### Your task
Starting at the line containing "Provide one point per instance of the black refrigerator" and ending at the line containing "[(1161, 442)]", copy out those lines of the items with every "wooden floor" changed to "hardwood floor" and nothing else altered.

### Data rows
## Start

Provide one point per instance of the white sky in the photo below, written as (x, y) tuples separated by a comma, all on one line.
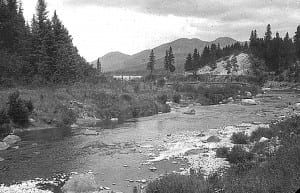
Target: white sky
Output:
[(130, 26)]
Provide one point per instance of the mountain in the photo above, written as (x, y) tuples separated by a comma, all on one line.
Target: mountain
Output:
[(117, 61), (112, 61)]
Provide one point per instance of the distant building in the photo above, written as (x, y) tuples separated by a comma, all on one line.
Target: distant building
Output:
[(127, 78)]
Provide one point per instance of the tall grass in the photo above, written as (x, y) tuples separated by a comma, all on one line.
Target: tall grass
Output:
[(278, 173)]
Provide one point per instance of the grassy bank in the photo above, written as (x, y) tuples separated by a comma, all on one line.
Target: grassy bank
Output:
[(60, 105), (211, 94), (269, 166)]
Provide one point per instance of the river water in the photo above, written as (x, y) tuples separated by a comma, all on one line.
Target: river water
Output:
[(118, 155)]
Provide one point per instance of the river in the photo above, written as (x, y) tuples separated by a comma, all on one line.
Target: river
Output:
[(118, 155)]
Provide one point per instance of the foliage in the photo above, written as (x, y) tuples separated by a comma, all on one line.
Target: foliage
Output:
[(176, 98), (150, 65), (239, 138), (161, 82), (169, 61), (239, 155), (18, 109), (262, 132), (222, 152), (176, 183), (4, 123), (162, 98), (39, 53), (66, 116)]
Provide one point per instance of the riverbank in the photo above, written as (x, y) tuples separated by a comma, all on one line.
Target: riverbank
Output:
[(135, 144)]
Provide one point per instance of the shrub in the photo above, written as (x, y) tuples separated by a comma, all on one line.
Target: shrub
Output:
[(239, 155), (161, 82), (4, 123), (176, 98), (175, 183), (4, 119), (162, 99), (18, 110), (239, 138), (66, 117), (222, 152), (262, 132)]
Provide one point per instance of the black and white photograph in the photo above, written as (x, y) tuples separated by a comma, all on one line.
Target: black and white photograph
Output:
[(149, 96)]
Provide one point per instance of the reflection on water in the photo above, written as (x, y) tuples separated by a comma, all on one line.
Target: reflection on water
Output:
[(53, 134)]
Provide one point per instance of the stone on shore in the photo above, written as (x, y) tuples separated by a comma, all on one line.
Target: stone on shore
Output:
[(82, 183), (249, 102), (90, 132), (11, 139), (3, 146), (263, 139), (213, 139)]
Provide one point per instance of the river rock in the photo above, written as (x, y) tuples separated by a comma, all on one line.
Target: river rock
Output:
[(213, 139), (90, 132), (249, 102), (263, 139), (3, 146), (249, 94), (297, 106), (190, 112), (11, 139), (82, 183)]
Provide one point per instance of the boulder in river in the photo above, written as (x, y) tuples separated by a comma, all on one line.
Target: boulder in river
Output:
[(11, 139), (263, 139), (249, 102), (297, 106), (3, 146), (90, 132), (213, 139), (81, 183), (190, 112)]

## End
## Start

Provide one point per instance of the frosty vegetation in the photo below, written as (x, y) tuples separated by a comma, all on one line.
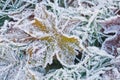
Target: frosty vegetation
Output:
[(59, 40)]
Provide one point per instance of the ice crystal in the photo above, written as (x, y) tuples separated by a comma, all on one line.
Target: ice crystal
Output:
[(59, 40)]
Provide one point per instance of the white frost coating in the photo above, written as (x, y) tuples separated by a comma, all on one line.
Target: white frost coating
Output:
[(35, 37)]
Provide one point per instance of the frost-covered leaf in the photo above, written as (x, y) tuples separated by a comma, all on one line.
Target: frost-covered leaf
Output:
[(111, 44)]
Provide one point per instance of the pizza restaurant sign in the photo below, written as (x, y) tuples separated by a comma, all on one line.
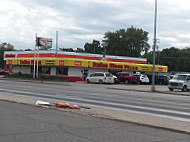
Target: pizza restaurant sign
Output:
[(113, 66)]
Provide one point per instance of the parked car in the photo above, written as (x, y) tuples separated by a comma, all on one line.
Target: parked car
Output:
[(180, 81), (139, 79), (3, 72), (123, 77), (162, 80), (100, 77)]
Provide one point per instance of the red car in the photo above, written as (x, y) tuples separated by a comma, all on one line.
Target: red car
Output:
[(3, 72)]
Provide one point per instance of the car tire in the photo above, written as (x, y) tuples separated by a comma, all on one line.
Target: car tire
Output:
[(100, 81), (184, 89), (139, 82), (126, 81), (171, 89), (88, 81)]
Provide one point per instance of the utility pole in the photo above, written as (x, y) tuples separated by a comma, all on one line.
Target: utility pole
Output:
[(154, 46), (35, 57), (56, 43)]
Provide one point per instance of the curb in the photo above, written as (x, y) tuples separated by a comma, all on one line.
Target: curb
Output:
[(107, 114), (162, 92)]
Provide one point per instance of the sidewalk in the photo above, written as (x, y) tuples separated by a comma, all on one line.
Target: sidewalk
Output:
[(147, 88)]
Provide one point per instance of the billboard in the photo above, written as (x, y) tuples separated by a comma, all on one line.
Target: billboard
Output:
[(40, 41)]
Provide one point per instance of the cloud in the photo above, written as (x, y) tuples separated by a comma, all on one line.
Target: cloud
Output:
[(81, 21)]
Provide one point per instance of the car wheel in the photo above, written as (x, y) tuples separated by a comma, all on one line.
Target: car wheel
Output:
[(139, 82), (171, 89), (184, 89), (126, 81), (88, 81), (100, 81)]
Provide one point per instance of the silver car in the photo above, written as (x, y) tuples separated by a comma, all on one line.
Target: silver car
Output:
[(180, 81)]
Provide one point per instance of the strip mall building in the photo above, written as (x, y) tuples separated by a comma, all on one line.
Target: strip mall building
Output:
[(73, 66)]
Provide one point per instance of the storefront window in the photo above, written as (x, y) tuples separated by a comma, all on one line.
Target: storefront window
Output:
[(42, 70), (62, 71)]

## End
## Start

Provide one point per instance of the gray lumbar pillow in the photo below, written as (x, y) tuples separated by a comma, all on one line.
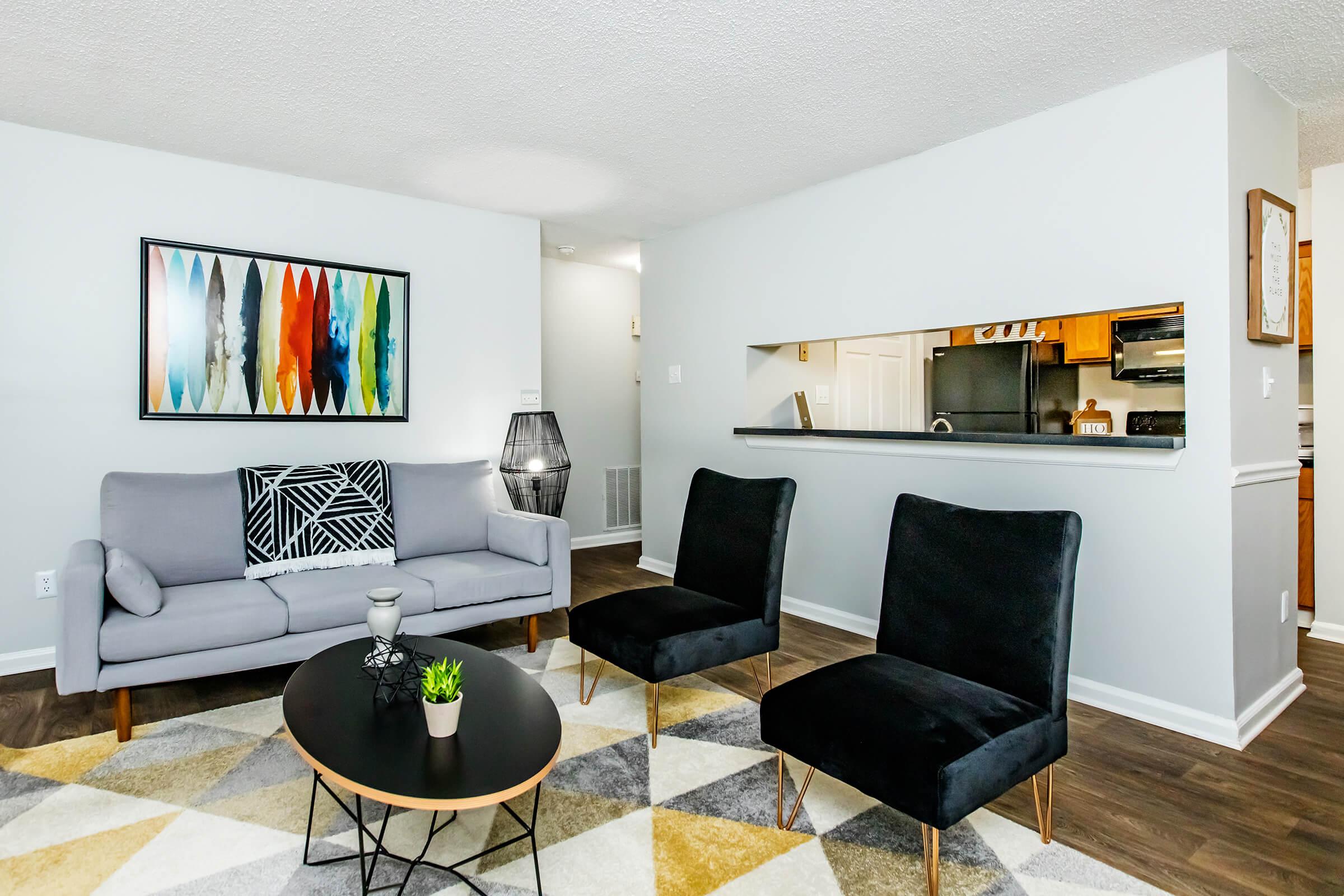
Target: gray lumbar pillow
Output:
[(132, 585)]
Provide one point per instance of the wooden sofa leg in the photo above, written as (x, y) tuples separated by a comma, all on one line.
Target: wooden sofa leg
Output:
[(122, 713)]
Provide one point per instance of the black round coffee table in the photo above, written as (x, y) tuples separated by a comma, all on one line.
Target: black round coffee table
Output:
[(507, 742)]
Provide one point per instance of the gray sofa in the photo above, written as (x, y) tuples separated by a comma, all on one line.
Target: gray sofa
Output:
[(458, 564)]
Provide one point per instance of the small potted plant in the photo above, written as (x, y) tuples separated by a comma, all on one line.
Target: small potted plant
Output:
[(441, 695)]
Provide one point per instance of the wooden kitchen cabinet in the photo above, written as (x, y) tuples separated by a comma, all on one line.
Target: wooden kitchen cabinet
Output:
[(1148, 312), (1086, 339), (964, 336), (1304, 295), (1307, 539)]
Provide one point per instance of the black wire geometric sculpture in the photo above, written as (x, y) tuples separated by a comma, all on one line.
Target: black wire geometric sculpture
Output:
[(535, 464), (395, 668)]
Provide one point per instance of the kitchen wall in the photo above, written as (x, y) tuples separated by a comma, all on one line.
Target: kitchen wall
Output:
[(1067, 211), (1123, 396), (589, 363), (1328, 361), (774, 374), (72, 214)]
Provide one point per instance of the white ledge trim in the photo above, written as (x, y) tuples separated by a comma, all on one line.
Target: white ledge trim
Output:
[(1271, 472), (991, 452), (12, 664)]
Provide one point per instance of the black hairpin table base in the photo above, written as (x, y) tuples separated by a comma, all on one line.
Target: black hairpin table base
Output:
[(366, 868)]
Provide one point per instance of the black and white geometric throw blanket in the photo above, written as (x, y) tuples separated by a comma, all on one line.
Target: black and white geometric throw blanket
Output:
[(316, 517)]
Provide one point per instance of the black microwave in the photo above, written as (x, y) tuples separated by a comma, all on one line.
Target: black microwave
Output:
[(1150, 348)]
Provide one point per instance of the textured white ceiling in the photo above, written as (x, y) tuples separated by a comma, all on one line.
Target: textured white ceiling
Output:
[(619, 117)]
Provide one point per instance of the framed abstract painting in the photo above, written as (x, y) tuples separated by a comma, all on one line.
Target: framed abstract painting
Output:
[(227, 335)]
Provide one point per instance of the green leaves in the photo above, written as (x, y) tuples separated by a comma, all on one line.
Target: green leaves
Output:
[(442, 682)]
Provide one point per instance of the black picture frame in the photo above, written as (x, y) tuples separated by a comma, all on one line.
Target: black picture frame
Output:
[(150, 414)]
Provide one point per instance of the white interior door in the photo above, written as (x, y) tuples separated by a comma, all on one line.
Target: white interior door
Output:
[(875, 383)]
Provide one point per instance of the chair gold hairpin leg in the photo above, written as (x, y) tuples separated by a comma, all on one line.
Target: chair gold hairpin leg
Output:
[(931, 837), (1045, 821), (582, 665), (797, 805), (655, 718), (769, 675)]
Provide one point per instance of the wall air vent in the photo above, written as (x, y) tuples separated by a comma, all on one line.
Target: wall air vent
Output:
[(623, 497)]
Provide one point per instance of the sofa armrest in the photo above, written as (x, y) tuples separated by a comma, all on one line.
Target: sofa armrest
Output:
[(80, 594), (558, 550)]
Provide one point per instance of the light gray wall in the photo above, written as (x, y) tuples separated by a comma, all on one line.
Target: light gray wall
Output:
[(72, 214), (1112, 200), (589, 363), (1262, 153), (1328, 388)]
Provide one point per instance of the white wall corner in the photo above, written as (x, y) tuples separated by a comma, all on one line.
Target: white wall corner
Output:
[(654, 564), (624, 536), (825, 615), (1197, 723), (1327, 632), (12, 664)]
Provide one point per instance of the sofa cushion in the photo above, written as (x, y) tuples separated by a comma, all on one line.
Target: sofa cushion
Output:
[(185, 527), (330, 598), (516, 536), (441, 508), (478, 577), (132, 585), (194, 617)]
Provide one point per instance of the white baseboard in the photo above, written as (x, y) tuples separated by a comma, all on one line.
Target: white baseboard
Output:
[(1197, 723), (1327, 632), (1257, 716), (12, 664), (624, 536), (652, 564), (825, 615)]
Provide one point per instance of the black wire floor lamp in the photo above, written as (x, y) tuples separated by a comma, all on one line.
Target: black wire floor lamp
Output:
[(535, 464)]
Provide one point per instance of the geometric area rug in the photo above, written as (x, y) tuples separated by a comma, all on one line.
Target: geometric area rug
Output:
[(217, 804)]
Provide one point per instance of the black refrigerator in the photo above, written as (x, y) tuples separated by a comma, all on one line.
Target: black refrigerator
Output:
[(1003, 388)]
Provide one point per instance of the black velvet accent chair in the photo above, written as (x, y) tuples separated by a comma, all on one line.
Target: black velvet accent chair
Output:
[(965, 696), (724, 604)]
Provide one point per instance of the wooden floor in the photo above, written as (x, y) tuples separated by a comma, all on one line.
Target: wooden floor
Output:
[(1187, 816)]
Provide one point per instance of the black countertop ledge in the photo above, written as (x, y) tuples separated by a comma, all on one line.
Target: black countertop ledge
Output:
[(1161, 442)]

## End

### Correct result
Provide one point per instance of the black refrigerator in the photo above, written as (x, y) tuples separated by a comma, all on one line.
Target: black refrigerator
Output:
[(1003, 388)]
Provide one point per instance of the black velvet accent chair in the photo above, written as (x, y) tuples separated by a comma, all on one line.
Target: black velvet accent chair
Output:
[(965, 696), (724, 604)]
Provide one point per instance of the hardwood floor in the photo above, written as (x, y) tuples separated by a comma, all on one line.
Target: hardwood floor
Output:
[(1187, 816)]
Provide one point per instance of the black countertop ledge in the photo above, written as (x, y) tuples separated by a comma, all on one line.
Target: black countertop ledge
Output:
[(1161, 442)]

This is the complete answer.